GIVEN EXERCISE: The line containing "jacket in the photo above." and every line after it, through the last, are to be extracted exactly; no other lines belong in the answer.

(Records from a collection)
_____

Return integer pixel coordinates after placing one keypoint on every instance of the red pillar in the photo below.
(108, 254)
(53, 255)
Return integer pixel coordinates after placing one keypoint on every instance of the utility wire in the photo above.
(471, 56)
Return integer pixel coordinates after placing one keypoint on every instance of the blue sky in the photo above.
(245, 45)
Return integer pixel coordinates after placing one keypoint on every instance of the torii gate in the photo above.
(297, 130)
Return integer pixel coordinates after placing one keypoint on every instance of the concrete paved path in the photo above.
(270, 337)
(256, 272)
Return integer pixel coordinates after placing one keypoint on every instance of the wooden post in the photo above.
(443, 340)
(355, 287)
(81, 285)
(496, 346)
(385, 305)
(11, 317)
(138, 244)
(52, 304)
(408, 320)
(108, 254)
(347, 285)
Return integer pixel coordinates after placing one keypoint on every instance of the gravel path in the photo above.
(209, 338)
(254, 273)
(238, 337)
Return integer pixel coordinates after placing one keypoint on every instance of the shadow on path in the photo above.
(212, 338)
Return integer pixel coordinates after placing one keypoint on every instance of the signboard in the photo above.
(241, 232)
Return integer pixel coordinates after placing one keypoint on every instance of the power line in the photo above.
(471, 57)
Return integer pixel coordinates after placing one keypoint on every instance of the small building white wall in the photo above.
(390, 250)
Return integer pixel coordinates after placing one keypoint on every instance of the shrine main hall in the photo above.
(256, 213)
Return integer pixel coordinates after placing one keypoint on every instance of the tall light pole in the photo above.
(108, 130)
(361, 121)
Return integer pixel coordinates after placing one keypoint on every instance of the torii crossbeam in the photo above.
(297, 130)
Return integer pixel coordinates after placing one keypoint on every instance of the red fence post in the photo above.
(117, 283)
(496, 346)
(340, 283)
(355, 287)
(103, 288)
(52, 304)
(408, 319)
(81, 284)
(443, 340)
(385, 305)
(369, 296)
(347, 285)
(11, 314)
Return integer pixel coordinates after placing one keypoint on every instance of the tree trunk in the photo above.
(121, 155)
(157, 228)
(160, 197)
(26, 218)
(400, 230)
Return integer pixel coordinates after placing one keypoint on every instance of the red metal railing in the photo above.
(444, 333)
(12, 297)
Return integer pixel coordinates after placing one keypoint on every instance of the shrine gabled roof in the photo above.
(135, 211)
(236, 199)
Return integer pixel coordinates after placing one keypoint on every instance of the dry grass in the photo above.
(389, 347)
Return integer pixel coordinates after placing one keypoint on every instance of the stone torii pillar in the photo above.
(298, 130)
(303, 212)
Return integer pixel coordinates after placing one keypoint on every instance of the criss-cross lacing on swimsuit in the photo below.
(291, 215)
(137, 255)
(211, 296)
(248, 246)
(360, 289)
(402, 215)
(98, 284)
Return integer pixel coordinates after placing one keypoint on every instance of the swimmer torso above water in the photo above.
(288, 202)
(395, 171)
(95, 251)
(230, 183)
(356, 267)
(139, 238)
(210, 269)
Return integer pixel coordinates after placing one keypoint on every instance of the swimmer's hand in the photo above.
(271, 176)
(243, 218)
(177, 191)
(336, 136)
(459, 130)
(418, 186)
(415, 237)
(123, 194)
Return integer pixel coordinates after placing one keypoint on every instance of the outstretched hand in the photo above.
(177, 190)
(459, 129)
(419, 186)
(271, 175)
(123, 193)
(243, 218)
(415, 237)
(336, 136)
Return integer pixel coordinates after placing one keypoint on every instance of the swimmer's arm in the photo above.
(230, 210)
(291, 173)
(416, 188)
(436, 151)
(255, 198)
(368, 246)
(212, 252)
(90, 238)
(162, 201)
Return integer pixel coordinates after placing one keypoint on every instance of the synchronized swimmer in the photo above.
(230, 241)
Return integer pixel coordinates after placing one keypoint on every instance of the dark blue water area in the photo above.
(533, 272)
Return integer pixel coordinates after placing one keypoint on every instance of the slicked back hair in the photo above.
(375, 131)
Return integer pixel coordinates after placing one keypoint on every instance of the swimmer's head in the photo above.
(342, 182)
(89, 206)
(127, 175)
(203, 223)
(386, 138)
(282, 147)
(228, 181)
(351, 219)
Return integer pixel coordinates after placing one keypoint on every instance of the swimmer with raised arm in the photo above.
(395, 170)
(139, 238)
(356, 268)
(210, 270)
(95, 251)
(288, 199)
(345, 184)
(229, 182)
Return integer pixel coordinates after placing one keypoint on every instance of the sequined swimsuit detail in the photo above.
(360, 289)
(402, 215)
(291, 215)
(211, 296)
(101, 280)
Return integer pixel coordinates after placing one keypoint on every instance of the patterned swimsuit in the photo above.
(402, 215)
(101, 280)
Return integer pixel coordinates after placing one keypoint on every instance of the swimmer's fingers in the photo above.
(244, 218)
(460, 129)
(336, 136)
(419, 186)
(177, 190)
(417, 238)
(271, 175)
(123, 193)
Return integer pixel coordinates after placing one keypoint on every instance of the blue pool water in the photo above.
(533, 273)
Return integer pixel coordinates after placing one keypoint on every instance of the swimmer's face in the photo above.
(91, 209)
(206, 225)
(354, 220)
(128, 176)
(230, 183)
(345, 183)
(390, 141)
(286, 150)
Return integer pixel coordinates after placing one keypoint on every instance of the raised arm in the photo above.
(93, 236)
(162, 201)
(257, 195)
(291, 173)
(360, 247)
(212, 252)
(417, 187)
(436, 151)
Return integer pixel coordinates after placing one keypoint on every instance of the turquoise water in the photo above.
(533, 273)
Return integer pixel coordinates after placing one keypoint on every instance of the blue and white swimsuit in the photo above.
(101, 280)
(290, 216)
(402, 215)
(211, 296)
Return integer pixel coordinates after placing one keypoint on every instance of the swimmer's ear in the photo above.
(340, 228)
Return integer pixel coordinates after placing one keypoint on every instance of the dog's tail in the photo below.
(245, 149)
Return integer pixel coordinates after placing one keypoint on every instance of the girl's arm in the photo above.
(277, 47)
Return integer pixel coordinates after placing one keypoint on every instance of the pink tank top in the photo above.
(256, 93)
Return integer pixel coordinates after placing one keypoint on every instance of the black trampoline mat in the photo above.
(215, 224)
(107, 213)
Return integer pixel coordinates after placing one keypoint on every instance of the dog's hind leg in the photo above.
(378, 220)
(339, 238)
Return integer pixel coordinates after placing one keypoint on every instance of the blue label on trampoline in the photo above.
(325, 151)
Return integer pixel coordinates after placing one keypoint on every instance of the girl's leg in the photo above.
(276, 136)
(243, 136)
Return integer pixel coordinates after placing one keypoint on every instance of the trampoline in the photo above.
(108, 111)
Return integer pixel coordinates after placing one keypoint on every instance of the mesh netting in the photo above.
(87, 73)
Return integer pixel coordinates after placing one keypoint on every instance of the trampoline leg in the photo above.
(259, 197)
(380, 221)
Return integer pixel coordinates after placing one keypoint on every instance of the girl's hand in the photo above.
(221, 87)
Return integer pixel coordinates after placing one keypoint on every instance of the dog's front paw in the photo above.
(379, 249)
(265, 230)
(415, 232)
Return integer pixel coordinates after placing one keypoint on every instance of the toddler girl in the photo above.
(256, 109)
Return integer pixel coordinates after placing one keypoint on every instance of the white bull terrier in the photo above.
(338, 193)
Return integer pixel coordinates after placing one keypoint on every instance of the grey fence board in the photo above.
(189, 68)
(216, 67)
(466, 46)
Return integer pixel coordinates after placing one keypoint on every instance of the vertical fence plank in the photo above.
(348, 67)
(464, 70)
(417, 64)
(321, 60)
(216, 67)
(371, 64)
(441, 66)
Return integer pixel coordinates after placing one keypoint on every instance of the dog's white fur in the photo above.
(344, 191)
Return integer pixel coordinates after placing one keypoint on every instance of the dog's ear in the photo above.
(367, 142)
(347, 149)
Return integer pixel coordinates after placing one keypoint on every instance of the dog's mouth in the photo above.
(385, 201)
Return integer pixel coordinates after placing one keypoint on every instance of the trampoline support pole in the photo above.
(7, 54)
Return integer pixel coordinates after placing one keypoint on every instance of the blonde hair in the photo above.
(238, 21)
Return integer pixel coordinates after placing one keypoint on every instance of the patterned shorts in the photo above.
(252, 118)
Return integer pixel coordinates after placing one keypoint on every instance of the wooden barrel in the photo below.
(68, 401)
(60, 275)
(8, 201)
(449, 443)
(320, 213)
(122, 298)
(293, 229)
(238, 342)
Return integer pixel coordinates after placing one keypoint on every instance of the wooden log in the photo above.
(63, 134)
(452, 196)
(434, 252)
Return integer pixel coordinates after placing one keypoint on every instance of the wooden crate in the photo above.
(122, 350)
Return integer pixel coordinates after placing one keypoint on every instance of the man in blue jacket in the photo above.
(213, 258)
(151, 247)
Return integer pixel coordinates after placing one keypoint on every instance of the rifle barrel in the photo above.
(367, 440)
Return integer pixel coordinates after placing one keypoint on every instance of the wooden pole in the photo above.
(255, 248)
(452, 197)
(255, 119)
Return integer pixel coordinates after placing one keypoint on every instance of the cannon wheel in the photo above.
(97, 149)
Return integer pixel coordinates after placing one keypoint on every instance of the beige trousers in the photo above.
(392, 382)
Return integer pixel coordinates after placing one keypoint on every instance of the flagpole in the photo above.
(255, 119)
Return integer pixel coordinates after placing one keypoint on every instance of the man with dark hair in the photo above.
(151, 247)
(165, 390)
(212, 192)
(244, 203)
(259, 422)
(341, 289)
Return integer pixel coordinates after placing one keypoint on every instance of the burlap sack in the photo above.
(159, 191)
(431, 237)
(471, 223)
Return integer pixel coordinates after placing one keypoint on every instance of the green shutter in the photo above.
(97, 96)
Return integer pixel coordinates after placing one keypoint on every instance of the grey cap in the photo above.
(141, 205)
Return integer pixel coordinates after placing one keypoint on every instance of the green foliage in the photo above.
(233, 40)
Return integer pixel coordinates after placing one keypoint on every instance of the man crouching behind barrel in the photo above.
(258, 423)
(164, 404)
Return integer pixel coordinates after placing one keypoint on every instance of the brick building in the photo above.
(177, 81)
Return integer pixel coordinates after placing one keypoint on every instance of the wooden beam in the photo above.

_____

SOLVED EXERCISE:
Return integer pixel coordinates after placing one keypoint on every instance of the man in blue jacket in the photo above.
(213, 258)
(151, 247)
Return integer pixel coordinates after placing one keypoint on every instance of the rifle barrel in the photo above.
(367, 440)
Return integer pixel coordinates after placing one keypoint on every instance of the wooden pole in the photo above.
(255, 248)
(452, 197)
(255, 119)
Return integer pixel coordinates after placing one keypoint on every instance of the cannon wheel in the photo above.
(97, 149)
Return integer pixel coordinates after placing one keypoint on every instance of the beige trousers in the photo above.
(392, 382)
Return integer pixel coordinates after placing one keypoint on every instance of the flagpole in the photo above.
(255, 119)
Return integer pixel coordinates after placing one keypoint on every instance of the man with dark hair in the photo above.
(151, 247)
(165, 390)
(212, 192)
(244, 203)
(259, 422)
(341, 289)
Return integer pixel coordinates after placing one keypoint on every instance of the burlap sack in the photo above.
(159, 191)
(431, 237)
(471, 223)
Return integer pixel coordinates after placing one keypoint on every instance of the green shutter in the photo above.
(97, 96)
Return integer pixel coordinates after placing one keypoint on every instance of the grey cap in the photo above.
(141, 205)
Return integer pixel coordinates after placing one keypoint on every instance of the green foliage in the photo above.
(233, 40)
Return integer pixel coordinates after placing one keypoint on every instance of the man crouching behind barrel in the photo above.
(258, 423)
(164, 404)
Return integer pixel coordinates after placing one keypoint on every instance of the brick building in the photo above.
(177, 81)
Return integer pixel coordinates after placing one keypoint on every instance of the wooden beam in the photo above.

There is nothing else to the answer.